→ **Exercise**
Exactly the lines from the beginning of the records below through the line with "pixel 273 131" must be given again, without pictures.

→ **Records provided**
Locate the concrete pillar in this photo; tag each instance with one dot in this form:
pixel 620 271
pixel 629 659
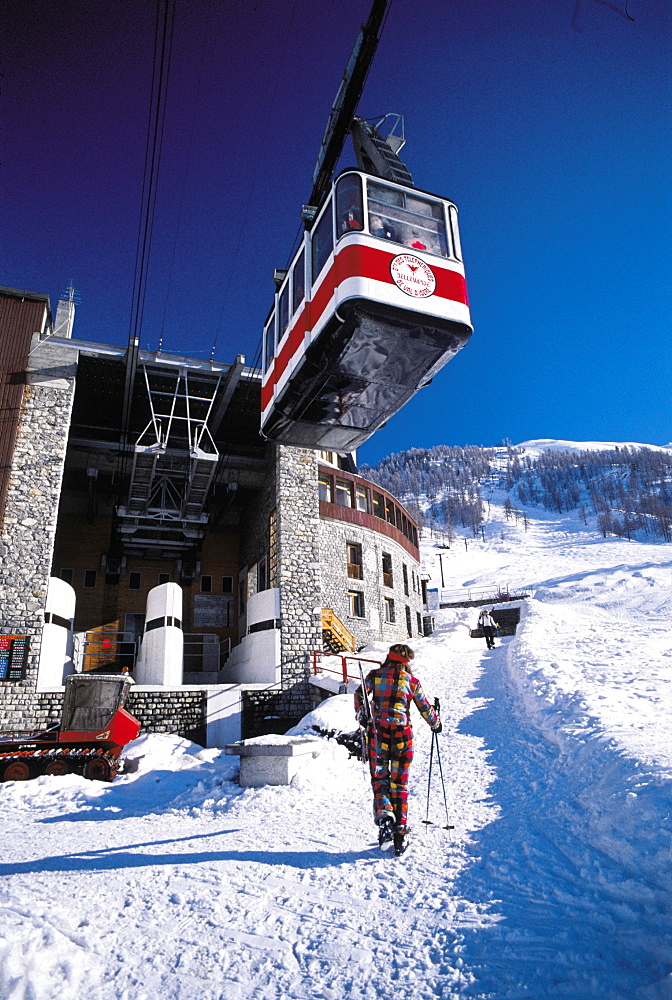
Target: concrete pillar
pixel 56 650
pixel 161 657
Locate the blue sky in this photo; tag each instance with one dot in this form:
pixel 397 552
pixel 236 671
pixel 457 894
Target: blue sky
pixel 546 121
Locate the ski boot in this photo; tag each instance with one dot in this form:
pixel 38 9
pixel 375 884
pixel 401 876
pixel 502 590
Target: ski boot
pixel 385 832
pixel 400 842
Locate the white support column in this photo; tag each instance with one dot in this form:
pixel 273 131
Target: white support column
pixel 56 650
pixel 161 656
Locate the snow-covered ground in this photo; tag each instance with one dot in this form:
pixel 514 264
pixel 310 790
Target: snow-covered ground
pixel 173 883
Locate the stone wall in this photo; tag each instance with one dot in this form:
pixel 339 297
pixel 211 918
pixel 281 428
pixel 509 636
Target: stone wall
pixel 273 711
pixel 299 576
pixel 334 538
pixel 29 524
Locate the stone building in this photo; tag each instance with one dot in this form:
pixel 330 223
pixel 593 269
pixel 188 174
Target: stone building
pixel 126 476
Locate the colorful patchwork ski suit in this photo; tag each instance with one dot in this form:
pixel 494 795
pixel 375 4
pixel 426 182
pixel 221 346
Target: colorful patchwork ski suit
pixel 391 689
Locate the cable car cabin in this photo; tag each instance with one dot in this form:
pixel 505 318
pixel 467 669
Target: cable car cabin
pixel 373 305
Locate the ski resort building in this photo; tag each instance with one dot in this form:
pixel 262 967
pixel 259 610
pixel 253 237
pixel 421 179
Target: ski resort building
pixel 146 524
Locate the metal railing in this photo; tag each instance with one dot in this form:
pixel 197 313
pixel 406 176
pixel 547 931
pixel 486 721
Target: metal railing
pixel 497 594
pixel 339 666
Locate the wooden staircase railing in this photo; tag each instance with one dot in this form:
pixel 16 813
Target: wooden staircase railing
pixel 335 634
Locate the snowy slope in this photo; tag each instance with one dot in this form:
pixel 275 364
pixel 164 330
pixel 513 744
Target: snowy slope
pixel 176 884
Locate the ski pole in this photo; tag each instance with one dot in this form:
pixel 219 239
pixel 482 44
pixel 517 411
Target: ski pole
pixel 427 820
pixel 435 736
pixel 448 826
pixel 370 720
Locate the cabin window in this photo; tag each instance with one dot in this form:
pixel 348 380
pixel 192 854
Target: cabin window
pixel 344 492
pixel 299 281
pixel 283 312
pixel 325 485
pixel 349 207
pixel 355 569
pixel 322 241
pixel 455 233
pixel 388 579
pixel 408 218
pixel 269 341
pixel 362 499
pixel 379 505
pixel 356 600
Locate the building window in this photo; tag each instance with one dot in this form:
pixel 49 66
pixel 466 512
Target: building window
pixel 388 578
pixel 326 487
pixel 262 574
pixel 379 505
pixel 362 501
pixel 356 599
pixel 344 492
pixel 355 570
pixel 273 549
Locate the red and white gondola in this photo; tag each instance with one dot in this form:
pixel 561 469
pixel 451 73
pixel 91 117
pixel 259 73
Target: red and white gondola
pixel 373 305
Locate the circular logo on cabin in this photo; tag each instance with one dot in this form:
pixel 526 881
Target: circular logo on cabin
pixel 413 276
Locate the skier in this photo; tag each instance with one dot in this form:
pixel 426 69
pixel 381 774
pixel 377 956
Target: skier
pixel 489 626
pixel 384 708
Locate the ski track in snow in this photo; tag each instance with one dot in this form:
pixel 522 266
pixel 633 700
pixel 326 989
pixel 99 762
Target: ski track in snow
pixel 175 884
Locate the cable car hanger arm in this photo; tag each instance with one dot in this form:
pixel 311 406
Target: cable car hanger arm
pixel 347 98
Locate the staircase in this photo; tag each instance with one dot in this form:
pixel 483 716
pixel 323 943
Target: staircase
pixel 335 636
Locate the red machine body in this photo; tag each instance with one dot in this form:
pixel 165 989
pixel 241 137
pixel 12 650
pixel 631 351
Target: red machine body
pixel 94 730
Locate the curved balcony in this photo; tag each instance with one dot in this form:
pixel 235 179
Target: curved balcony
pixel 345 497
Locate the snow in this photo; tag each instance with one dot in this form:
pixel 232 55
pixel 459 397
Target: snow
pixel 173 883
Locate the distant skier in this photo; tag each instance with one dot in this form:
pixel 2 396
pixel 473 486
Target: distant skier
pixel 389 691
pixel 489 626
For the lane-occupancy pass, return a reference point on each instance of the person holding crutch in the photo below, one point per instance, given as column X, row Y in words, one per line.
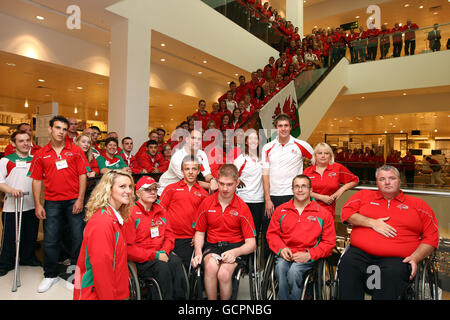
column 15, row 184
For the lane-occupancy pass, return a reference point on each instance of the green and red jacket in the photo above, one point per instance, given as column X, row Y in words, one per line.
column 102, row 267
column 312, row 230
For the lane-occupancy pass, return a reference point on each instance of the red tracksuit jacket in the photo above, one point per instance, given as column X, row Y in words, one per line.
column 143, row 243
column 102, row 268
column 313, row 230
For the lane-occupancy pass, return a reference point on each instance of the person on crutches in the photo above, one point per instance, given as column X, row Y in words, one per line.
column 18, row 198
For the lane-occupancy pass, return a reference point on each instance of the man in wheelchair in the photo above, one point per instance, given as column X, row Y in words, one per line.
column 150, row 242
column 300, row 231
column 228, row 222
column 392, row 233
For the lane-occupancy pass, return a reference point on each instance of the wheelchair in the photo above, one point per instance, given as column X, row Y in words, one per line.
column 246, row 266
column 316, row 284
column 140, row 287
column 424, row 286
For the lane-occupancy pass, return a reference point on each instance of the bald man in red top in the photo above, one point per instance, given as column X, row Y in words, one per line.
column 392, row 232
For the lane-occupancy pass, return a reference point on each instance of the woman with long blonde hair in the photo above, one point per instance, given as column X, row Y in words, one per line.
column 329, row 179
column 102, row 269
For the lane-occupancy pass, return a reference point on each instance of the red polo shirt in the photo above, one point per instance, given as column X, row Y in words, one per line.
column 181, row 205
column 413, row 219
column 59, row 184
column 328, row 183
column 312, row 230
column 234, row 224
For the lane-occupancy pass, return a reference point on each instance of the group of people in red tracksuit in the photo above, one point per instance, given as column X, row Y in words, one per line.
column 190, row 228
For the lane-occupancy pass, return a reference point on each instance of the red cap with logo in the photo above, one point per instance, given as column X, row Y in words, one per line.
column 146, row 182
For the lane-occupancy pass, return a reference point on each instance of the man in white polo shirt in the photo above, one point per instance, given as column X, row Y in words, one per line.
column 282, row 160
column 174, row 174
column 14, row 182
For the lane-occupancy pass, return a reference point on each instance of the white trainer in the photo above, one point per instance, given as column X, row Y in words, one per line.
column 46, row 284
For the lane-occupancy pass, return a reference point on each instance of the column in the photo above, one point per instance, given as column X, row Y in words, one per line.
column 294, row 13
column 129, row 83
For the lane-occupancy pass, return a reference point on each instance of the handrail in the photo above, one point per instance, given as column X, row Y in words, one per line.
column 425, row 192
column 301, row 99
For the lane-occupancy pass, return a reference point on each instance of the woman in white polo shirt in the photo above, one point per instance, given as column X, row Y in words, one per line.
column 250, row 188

→ **Response to this exercise**
Locate the concrete pillar in this photo; tag each instance with one dot in this form:
pixel 620 271
pixel 629 659
Target: concrete pillar
pixel 56 650
pixel 161 657
Locate the blue sky in this photo; tag each instance with one dot in this form:
pixel 397 552
pixel 236 671
pixel 457 894
Target: blue sky
pixel 546 121
Locate the ski boot in this photo; tag each instance with one dot in this form:
pixel 38 9
pixel 375 884
pixel 401 876
pixel 502 590
Target: ski boot
pixel 385 832
pixel 400 842
Locate the white support column in this photo; tag each instance with one dot in this form:
pixel 273 131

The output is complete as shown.